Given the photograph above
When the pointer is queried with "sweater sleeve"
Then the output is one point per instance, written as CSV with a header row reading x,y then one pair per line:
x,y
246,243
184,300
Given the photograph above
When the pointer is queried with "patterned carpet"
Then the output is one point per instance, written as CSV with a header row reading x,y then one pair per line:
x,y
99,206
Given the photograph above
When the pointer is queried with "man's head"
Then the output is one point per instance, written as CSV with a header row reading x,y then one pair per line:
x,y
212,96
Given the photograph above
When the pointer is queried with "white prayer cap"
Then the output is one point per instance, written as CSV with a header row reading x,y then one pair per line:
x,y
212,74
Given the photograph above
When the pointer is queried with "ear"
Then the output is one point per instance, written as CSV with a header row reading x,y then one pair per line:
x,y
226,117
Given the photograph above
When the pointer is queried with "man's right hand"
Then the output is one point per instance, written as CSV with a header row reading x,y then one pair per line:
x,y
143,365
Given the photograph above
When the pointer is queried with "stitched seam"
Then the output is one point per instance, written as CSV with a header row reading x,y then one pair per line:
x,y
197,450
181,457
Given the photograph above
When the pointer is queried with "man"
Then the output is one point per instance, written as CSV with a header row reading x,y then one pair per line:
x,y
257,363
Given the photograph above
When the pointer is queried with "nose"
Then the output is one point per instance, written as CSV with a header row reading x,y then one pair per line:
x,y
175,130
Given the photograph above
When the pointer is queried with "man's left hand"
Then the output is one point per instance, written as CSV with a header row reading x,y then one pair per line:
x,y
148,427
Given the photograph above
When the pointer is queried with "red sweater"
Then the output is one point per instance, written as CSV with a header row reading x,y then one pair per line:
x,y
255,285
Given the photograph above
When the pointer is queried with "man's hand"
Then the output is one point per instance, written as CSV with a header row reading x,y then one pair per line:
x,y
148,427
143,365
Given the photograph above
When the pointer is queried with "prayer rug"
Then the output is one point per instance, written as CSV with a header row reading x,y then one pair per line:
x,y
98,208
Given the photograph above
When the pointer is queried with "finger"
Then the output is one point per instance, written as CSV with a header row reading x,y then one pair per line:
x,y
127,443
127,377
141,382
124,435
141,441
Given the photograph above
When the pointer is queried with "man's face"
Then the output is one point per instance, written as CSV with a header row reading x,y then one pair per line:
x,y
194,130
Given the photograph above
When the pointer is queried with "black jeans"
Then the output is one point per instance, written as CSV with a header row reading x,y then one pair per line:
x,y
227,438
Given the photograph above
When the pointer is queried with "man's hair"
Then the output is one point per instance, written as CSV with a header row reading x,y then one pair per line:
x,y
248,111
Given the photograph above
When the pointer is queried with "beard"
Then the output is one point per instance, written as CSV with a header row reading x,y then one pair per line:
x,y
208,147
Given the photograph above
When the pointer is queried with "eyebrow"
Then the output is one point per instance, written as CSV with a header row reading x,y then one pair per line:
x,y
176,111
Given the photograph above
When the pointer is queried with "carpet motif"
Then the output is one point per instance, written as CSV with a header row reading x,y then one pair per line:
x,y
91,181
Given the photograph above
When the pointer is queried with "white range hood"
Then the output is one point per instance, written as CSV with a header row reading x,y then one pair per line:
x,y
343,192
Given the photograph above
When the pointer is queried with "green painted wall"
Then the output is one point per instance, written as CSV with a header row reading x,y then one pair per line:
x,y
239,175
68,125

|---|

_TASK TO COMPLETE_
Go through the listing, find each line with the word "hand", and copy it.

_ANSWER TO THIS PROBLEM_
When the pointer is queried with "man's right hand"
When the pointer is queried with "man's left hand"
When the pointer is queried with "man's hand"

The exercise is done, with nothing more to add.